- _Source extract_:
========

The intellectual honesty here is notable. Jordan claims his result while acknowledging that his failure to replicate the MIT method likely reflects his own limitations rather than flaws in the research. It is the kind of epistemic humility that is rare in science communication, where demonstrations are typically curated for maximum impressiveness.

Time-of-Flight Sensors and the Theoretical Ceiling

The final practical demonstration uses time-of-flight sensors -- the same infrared dot-projection technology found in Xbox Kinect and LiDAR-equipped self-driving cars -- to capture three-dimensional point cloud data of a room at 90 frames per second. By extracting the motion of specific points across frames, Jordan produces what he calls "extremely low-resolution three-dimensional audio that is useful to no one."

But the theoretical extension is where the concern lies. Time-of-flight sensors work at distances up to 3,000 meters. Multiple sensors could be phase-staggered to increase the effective frame rate. Ten sensors at 90 frames per second would yield 900 frames per second, enough for 450 Hz of audio bandwidth -- sufficient for intelligible speech.

Theoretically, considering that time of flight works up to 3,000 m or 1.8 mi with enough determination, you'd be able to do what my laser microphone does, but with the added benefit of isolating different objects for direct vibration analysis. Now, imagine what one could accomplish setting that up across the street from the White House.

========

[Point-per-instance localization data]
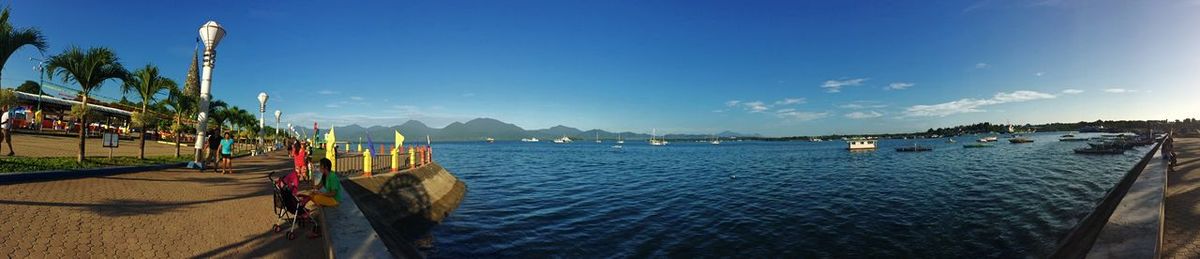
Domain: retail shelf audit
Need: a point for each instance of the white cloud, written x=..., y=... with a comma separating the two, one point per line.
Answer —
x=790, y=101
x=899, y=85
x=756, y=107
x=862, y=104
x=868, y=114
x=835, y=85
x=973, y=104
x=1072, y=91
x=802, y=115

========

- _Task set_:
a. Answer these questions using the sensor article:
(i) At what frame rate do the time-of-flight sensors capture point cloud data of the room?
(ii) Up to what distance do time-of-flight sensors work?
(iii) What does Jordan say his failure to replicate the MIT method likely reflects?
b. Based on the sensor article, explain why ten phase-staggered time-of-flight sensors could capture intelligible speech.

- _Solutions per task_:
a.
(i) 90 frames per second.
(ii) Up to 3,000 meters (1.8 mi).
(iii) His own limitations rather than flaws in the research.

b. Phase-staggering ten sensors that each run at 90 frames per second gives an effective rate of 900 frames per second. That rate provides 450 Hz of audio bandwidth, which is enough for intelligible speech.